* [Task input]
****

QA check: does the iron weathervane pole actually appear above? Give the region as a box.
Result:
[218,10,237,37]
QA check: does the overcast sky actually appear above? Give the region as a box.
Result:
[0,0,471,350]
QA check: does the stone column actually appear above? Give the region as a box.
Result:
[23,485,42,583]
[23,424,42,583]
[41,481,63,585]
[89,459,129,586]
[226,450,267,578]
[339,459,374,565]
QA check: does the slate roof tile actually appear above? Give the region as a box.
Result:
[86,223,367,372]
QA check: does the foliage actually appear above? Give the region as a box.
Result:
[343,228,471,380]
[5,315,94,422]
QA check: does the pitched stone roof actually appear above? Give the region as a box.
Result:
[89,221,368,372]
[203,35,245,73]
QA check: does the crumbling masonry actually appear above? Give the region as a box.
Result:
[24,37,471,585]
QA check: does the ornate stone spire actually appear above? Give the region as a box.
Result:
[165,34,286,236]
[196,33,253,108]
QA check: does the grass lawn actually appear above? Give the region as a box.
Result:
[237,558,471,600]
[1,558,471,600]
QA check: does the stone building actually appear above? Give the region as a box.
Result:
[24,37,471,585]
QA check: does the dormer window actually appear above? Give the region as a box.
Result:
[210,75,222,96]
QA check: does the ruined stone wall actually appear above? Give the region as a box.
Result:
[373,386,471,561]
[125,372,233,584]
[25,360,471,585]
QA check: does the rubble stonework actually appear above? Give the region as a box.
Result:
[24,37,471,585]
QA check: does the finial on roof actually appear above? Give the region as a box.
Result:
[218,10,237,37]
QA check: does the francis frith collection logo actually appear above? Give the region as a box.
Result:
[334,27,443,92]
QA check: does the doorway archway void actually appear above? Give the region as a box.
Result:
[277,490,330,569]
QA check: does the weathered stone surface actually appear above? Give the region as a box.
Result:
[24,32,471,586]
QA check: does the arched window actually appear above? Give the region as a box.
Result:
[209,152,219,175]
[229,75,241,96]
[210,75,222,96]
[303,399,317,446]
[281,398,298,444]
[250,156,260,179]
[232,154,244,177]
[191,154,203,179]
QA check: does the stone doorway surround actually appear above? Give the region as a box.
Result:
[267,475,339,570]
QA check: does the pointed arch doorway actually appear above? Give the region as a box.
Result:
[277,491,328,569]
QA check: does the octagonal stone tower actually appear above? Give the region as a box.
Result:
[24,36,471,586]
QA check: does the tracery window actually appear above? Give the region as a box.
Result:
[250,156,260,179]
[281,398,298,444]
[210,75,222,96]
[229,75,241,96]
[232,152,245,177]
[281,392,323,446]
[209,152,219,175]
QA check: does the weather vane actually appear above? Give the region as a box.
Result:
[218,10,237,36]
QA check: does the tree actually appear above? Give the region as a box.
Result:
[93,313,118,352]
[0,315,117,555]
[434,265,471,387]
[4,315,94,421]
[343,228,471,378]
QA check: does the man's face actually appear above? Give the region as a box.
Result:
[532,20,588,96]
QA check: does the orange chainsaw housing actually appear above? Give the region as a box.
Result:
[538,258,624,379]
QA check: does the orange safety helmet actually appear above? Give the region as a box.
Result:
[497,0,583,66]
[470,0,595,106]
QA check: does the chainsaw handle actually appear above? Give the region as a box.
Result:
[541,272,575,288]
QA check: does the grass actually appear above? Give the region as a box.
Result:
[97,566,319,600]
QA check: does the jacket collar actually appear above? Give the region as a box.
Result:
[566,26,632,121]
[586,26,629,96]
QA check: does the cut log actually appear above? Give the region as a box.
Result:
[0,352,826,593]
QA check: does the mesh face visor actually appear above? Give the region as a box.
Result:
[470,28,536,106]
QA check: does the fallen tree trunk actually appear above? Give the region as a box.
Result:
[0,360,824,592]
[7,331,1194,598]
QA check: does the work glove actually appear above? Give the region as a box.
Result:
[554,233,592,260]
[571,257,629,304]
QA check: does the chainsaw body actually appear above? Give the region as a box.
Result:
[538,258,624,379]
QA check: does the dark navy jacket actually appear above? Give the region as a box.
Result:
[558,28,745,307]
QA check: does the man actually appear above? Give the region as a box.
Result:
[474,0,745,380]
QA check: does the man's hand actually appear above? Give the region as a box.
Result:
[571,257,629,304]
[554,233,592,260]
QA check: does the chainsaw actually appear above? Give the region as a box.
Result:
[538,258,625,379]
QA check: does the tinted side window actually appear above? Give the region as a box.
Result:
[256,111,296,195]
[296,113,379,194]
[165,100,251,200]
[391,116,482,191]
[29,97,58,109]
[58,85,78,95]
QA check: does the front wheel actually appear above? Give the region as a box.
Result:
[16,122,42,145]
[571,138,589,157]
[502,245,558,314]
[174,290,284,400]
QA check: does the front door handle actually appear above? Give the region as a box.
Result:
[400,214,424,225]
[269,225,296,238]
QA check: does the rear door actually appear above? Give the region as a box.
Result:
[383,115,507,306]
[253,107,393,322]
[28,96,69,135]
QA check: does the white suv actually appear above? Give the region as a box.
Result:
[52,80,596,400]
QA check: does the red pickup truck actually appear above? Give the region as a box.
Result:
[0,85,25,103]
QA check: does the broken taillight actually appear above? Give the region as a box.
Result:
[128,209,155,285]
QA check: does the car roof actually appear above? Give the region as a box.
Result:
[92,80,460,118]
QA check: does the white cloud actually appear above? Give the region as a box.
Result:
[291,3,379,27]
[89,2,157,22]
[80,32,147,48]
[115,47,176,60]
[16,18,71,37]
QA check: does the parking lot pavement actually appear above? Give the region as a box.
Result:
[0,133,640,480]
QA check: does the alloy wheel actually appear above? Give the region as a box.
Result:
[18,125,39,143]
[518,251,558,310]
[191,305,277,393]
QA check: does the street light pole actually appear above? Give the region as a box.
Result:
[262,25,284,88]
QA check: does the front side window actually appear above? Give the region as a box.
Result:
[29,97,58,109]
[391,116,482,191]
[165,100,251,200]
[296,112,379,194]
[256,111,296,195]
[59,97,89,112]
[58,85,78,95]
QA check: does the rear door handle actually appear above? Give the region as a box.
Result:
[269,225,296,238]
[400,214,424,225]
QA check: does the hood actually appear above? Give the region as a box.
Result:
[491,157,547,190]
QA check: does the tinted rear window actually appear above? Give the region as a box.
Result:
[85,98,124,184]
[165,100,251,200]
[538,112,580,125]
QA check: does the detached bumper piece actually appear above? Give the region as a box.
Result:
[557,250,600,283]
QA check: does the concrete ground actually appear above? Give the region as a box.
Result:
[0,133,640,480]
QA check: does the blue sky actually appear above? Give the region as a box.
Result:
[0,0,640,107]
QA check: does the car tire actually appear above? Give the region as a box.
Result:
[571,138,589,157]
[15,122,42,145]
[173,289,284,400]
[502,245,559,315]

****

* [Prompt] Copy every row above again, swapping each instance of "QA check" for "Verification" and changing nothing else.

* [Answer to the exercise]
Verification: does the iron weathervane pole actually appear above? Give the region as a box.
Result:
[218,10,237,37]
Verification: does the overcast sky actually appear above? Give the region as a box.
Result:
[0,0,471,350]
Verification: does the stone column actually appear above? Give the region as a box.
Result:
[23,485,42,583]
[23,424,42,583]
[41,481,63,585]
[89,459,129,586]
[226,450,267,578]
[339,459,374,565]
Verification: does the slate roof tile actually appear above? Give the region as a box.
Result:
[86,223,367,372]
Verification: does the foliage actually appear above? Give the region as a box.
Result:
[343,228,471,380]
[5,315,94,422]
Verification: does the pitched stone roof actually appear above? Give the region as a box.
Result:
[89,221,368,372]
[203,35,245,73]
Verification: does the crumbling masonry actually appear above? Give the region as a box.
Result:
[24,37,471,585]
Verification: does the ornate stone spire actually appear above? Give the region as a box.
Result:
[165,34,286,236]
[196,33,253,108]
Verification: does the grass lawn actually appear above? Give the region as a box.
Result:
[237,558,471,600]
[1,558,471,600]
Verification: does the stone building actually appear above? Give the region as a box.
Result:
[24,37,471,585]
Verification: does the dormer window actually appear above? Give the region as a box.
Result:
[210,75,222,96]
Verification: does the ruined stone wall actually appear above? Give the region as a box.
Result:
[373,386,471,561]
[125,372,233,584]
[25,360,471,585]
Verification: does the rubble stonework actually appear above? Give the region as a box.
Result:
[24,37,471,585]
Verification: does the finial on roof actually appear above? Give the region as a box.
Result:
[218,10,237,37]
Verification: does the francis frith collection logo actually appear above? Give the region as a box.
Result:
[334,27,443,92]
Verification: does the doorway archway void actually appear above? Give the region as a box.
Result:
[277,490,330,569]
Verification: does the weathered stone surface actually appear above? Give the region as a box.
Result:
[24,32,471,586]
Verification: does the arched window actually appear above? Give the region as a box.
Result:
[209,152,219,175]
[229,75,241,96]
[210,75,222,96]
[303,399,317,446]
[281,398,298,444]
[250,156,260,179]
[232,154,244,177]
[191,154,203,179]
Verification: does the stone doorway surround actually appear above? Give the region as a box.
Result:
[267,475,339,570]
Verification: does the pointed arch doorway actually appear above? Give the region as a box.
Result:
[277,491,328,569]
Verification: does the octagonal stone tower actually appear above? Give the region as a box.
Result:
[24,36,471,586]
Verification: does the tracery window actually appear above? Give the region as a box.
Result:
[250,156,260,179]
[281,398,298,444]
[210,75,222,96]
[229,75,241,96]
[232,152,245,177]
[281,392,323,446]
[209,152,219,175]
Verification: does the weather vane actually appear above? Give the region as a box.
Result:
[218,10,237,36]
Verification: does the tree actually appear above? Give the region as a box.
Result:
[93,313,118,352]
[0,315,117,555]
[434,265,471,387]
[4,315,94,421]
[343,228,471,378]
Verification: does the man's face actually appear above? Give the region as a box.
Result:
[532,20,588,96]
Verification: does the orange chainsaw housing actually appear above? Give the region as a box.
Result:
[538,258,624,379]
Verification: does the orange safety helmet actually appear above? Give the region as a box.
Result:
[497,0,583,66]
[470,0,595,106]
Verification: does the chainsaw handle actually appear above? Give the region as a box.
Result:
[541,272,575,288]
Verification: does the grass actually appear above? Give the region as a box.
Result:
[97,566,319,600]
Verification: does the jacket collar actually appear above? Give the region as a box.
Result:
[566,26,632,121]
[586,26,629,96]
Verification: does the cut log actually appear above? Give the region as a box.
Result:
[0,352,826,593]
Verification: does the mesh face visor actually appear above? Give the region as a box.
Result:
[470,28,536,106]
Verification: does the fallen tree trunk actually appear above? Give the region as a box.
Result:
[0,360,824,592]
[7,331,1194,598]
Verification: does the work glove actually appear above? Give the region as a box.
Result:
[554,233,592,260]
[571,257,629,304]
Verification: does the chainsaw body actually appear above? Give the region as a box.
Result:
[538,258,624,379]
Verification: does the dark navy jacket actually appear above? Give the region as a box.
Result:
[558,28,745,307]
Verification: does the man actually appear above? Give the region as a box.
Result:
[474,0,745,380]
Verification: does the man's hand actually appear above? Give the region as a box.
Result:
[571,257,629,304]
[554,233,592,260]
Verification: does the chainsaw actually appear above? Give the region as a box.
Result:
[538,258,625,379]
Verification: does the tinted side window actually appear above? Give the region as a box.
Result:
[256,111,296,195]
[296,113,379,194]
[165,100,251,200]
[391,116,482,191]
[29,97,58,109]
[58,85,78,95]
Verification: does the front wheel actually appear above? Give the region as a box.
Result:
[16,122,42,145]
[571,138,589,157]
[502,245,558,314]
[174,290,284,400]
Verification: does the front door handle actually appear above? Give the region as a box.
Result:
[400,214,424,225]
[269,225,296,238]
Verification: does the rear door actually appear above? Give the region as a box.
Result:
[383,115,507,306]
[253,107,393,322]
[28,96,69,135]
Verification: does the white suv actually appear above? Give the region as a box.
Result:
[52,80,596,400]
Verification: does the red pickup truck actually appear above? Give the region as a box.
Result:
[0,85,25,103]
Verification: does the broken taillight actually appear above? Give the region as a box.
Result:
[128,209,155,285]
Verification: does the car roof actually appear above? Give the region as a box.
Result:
[92,80,460,118]
Verification: does the white cloud actually appear above? Give the region as a box.
Result:
[291,3,379,27]
[89,2,157,22]
[80,32,147,48]
[115,47,176,60]
[16,18,71,37]
Verification: does the parking lot pavement actually appear above? Give the region as a box.
Result:
[0,133,640,480]
Verification: does the alloy wheel actually appear above? Give the region as a box.
Result:
[18,125,39,143]
[518,251,558,310]
[191,305,277,393]
Verification: does the street light pole actually appear above? Give the region as a box.
Result:
[262,25,284,88]
Verification: does the front side window actually appear above? Give the region as a box.
Result:
[29,97,58,109]
[391,116,482,191]
[165,100,251,200]
[296,112,379,194]
[256,111,296,195]
[59,97,89,112]
[58,85,78,95]
Verification: does the rear door handle actually appear above? Give the region as a box.
Result:
[269,225,296,238]
[400,214,424,225]
Verification: does the hood actually appear above? Give the region as a box.
Result:
[491,157,547,190]
Verification: does the tinted rear window actually appear above? Give the region as a box.
Result:
[85,98,124,184]
[165,100,251,200]
[538,112,580,125]
Verification: does the detached bumper piece actually appear above? Give the region as a box.
Result:
[557,250,600,283]
Verification: does the concrete ground actually appear above? Give the region as a box.
Result:
[0,133,640,480]
Verification: does the blue sky actually appear above? Give the region as a box.
Result:
[0,0,640,107]
Verification: does the car tire actually appear above? Give the region as a box.
Result:
[571,138,589,157]
[15,122,42,145]
[173,289,284,400]
[502,245,559,315]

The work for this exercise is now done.